[Tasks to complete]
1. Please rewrite the paragraph of the patch beginning "It is up to a driver" in fewer words, keeping its main facts.
2. Which file does the patch modify?

[Extract]
2018-05-29 03:52:07

by Sinan Kaya

[permalink] [raw]
Subject: [PATCH V3 1/2] PCI: Try to clean up resources via remove if shutdown doesn't exist

It is up to a driver to implement shutdown() callback. If shutdown()
callback is not implemented, PCI device can have pending interrupt and
even do DMA transactions while the system is going down.

If kexec is in use, this can damage the newly booting kexec kernel
or even prevent it from booting altogether. Fallback to calling the
remove() callback if shutdown() isn't implemented for a given driver.

Signed-off-by: Sinan Kaya <[email protected]>
Link: https://bugzilla.kernel.org/show_bug.cgi?id=199779
Fixes: cc27b735ad3a ("PCI/portdrv: Turn off PCIe services during shutdown")
Cc: [email protected]
Reported-by: Ryan Finnie <[email protected]>
---
drivers/pci/pci-driver.c | 9 +++++++++
1 file changed, 9 insertions(+)

diff --git a/drivers/pci/pci-driver.c b/drivers/pci/pci-driver.c
index cbda0e6..75a00fe 100644
--- a/drivers/pci/pci-driver.c
+++ b/drivers/pci/pci-driver.c
@@ -477,8 +477,17 @@ static void pci_device_shutdown(struct device *dev)

pm_runtime_resume(dev);

+ /*
+ * Try shutdown callback if it exists, otherwise fallback to remove
+ * callback. PCI drivers can do DMA and have pending interrupts.
+ * Leaving the DMA and interrupts pending could damage the newly
+ * booting kexec kernel as well as prevent it from booting altogether
+ * if the pending interrupt is level.
+ */
if (drv && drv->shutdown)
drv->shutdown(pci_dev);
+ else if (drv && drv->remove)

[Data supplied]
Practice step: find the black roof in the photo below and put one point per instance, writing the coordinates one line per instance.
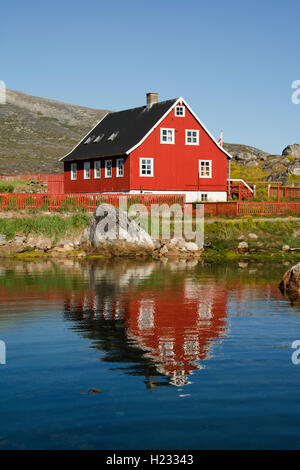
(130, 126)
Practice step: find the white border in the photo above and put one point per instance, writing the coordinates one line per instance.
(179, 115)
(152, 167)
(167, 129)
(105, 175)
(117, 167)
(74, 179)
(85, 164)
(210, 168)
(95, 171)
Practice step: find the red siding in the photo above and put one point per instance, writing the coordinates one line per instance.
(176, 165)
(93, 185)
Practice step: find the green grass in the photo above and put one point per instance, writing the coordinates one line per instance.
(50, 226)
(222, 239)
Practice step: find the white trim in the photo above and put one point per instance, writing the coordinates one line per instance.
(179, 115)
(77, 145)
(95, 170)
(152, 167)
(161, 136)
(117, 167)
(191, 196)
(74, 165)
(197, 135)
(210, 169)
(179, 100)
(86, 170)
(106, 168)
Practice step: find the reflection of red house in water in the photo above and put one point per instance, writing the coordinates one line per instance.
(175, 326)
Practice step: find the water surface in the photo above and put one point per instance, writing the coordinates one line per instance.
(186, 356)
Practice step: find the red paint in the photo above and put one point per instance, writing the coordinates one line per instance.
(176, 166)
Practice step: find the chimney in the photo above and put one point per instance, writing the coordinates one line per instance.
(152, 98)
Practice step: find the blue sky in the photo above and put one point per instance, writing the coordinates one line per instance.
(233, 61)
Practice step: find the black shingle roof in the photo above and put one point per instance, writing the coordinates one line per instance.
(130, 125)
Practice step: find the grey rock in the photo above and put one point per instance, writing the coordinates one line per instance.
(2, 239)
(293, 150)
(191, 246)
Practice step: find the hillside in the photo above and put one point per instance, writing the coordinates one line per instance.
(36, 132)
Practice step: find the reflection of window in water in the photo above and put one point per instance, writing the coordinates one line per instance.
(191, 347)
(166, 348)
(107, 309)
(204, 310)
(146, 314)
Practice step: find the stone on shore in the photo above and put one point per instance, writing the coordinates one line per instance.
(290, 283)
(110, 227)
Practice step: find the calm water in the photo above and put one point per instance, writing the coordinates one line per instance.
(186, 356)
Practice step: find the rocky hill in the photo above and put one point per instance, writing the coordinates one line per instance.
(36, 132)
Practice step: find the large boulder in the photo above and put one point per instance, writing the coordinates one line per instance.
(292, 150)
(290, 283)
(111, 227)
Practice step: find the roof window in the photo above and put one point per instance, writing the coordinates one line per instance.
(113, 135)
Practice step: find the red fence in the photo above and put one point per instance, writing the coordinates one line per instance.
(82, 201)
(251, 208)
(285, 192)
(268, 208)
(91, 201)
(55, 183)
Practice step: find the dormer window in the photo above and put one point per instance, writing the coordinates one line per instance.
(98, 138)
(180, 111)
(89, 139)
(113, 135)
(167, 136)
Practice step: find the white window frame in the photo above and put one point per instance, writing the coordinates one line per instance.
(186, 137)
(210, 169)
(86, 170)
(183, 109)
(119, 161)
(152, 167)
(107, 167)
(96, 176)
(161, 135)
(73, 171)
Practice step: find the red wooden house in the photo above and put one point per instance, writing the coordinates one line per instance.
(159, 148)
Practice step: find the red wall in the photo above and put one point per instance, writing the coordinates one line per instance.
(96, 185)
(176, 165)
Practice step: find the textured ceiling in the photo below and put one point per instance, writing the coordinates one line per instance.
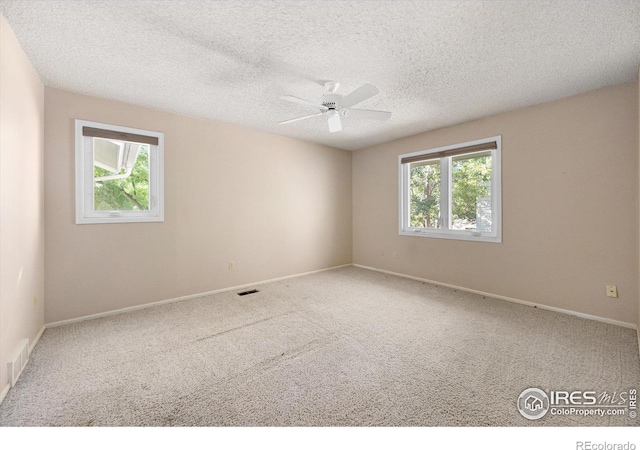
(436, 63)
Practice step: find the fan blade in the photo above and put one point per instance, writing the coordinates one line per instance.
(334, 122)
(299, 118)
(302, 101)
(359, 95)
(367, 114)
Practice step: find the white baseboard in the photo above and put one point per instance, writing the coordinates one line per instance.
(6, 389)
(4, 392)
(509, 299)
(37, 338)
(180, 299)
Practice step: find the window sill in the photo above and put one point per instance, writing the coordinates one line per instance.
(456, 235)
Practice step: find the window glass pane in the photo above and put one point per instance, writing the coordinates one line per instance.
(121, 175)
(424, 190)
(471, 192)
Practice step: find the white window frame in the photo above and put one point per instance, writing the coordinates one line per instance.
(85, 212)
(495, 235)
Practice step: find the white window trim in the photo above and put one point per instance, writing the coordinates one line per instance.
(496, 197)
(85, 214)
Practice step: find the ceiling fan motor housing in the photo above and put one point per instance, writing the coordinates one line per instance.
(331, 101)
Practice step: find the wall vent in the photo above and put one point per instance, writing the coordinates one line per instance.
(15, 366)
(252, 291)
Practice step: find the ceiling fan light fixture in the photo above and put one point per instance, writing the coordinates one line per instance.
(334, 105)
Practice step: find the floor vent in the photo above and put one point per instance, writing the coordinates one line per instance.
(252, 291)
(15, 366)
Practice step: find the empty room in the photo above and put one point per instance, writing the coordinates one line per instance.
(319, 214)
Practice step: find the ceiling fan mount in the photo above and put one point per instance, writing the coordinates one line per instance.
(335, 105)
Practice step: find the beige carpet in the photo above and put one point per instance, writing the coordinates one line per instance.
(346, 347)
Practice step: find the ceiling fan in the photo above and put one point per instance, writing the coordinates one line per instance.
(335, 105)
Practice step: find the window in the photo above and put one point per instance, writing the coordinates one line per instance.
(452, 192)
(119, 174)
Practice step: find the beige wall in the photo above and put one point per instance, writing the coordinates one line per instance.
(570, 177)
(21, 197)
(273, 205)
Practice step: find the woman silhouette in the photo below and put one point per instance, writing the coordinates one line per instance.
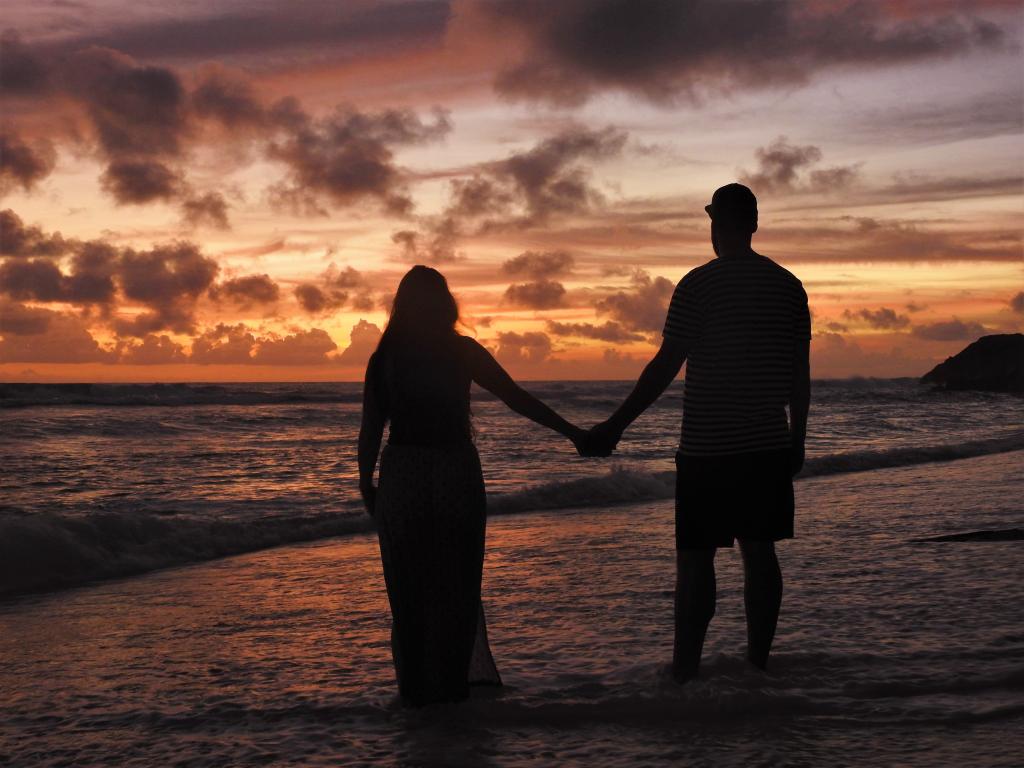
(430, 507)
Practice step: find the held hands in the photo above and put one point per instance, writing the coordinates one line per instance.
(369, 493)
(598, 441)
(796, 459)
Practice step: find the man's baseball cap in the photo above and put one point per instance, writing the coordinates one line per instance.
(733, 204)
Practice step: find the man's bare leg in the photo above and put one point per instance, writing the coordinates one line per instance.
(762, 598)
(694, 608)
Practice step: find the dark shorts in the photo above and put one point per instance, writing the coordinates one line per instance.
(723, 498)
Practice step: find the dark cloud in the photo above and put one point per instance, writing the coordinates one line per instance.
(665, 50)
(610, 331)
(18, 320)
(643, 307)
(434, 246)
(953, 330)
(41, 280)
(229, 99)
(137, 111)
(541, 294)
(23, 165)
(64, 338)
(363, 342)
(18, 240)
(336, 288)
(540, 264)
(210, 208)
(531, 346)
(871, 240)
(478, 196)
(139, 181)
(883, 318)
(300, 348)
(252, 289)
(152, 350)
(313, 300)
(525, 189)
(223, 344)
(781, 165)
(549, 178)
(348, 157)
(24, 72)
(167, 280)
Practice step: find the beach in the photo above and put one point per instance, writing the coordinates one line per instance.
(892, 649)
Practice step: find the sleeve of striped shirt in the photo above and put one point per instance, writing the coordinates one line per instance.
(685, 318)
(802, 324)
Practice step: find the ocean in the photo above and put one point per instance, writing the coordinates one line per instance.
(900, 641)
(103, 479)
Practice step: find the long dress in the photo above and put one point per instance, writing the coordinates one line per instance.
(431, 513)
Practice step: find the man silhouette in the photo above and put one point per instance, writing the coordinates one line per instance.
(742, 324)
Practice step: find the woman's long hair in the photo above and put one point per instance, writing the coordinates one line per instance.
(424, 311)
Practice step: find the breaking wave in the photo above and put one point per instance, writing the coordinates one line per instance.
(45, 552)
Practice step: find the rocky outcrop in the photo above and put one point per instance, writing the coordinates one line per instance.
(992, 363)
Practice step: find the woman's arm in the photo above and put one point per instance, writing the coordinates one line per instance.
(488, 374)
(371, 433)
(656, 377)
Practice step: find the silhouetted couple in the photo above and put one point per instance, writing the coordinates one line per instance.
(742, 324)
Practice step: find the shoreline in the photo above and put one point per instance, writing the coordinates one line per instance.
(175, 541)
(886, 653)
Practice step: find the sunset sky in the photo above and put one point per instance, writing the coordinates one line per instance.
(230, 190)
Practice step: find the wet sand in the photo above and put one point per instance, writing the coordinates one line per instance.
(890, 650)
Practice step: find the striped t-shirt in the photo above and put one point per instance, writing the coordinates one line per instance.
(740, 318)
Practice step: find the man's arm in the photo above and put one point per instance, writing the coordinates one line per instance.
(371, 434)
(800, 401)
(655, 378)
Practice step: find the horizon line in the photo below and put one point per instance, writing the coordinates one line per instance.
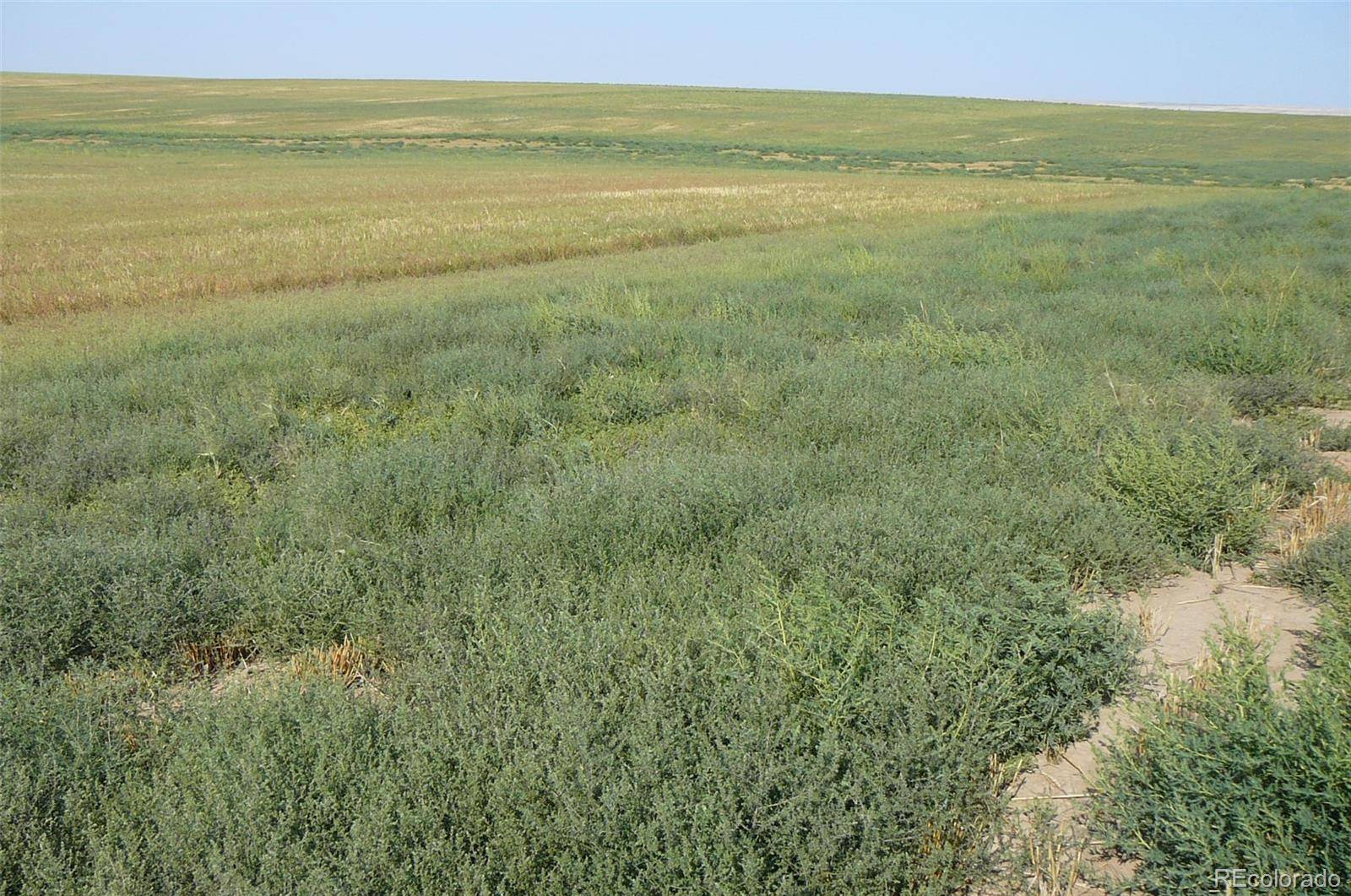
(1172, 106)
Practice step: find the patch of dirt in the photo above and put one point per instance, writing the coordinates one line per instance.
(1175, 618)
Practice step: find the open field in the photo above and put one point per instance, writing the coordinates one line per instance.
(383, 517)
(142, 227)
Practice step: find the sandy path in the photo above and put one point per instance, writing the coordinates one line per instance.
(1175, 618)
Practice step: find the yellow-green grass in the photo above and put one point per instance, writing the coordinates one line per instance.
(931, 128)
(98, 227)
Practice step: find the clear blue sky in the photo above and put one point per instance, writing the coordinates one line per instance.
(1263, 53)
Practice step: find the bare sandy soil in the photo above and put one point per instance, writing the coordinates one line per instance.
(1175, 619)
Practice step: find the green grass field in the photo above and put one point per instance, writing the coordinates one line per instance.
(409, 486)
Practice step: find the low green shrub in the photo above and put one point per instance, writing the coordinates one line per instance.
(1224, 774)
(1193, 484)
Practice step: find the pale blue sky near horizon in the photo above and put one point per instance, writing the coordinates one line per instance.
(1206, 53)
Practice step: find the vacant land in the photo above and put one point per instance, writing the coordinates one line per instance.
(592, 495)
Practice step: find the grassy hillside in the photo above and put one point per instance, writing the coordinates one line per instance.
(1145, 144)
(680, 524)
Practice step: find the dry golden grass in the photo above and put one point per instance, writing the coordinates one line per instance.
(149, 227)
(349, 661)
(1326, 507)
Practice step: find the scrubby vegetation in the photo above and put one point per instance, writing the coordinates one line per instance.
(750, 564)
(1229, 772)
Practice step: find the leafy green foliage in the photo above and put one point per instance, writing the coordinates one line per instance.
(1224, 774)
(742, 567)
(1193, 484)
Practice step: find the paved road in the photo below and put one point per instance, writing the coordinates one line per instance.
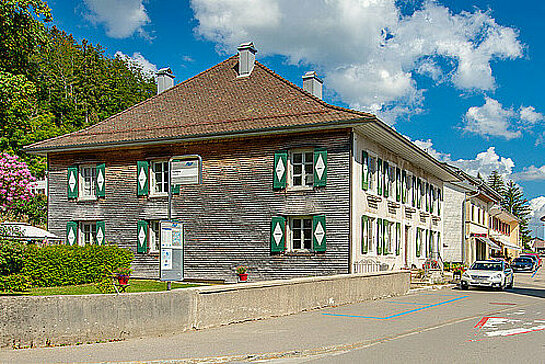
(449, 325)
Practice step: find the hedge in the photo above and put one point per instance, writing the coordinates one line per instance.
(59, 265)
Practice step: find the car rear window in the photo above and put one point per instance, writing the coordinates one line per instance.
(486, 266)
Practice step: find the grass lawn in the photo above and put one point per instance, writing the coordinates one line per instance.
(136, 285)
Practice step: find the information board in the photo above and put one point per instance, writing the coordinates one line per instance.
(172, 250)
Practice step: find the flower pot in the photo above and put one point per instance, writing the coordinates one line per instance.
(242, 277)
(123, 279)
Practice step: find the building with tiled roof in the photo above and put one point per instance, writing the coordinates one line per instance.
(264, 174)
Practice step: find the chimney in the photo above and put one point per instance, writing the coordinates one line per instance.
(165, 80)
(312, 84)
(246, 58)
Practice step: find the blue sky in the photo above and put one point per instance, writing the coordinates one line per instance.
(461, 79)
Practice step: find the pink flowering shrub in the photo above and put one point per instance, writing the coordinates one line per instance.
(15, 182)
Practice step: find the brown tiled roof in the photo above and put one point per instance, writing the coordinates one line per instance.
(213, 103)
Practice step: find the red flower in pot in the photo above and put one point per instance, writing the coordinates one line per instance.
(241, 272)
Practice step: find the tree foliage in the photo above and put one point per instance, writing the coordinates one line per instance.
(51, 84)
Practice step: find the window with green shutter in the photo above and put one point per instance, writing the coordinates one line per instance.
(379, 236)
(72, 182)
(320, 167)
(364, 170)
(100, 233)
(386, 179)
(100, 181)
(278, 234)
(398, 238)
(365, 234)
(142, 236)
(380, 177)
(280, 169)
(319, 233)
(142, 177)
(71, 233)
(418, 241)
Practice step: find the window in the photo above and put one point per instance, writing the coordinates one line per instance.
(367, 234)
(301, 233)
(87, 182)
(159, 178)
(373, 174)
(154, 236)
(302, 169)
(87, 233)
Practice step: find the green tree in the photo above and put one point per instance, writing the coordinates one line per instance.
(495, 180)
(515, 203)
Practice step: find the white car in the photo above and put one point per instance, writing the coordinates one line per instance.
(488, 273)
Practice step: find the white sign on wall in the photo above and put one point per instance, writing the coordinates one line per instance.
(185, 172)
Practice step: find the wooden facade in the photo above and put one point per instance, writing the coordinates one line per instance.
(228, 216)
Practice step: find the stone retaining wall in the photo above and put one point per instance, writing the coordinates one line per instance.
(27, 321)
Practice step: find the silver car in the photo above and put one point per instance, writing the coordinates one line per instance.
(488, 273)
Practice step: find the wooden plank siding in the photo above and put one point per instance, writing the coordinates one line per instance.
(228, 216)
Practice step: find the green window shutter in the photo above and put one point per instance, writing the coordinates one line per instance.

[Worked answers]
1. Implementing shutdown() is optional for a driver. Without it, a PCI device may still have pending interrupts and even perform DMA while the system shuts down.

2. drivers/pci/pci-driver.c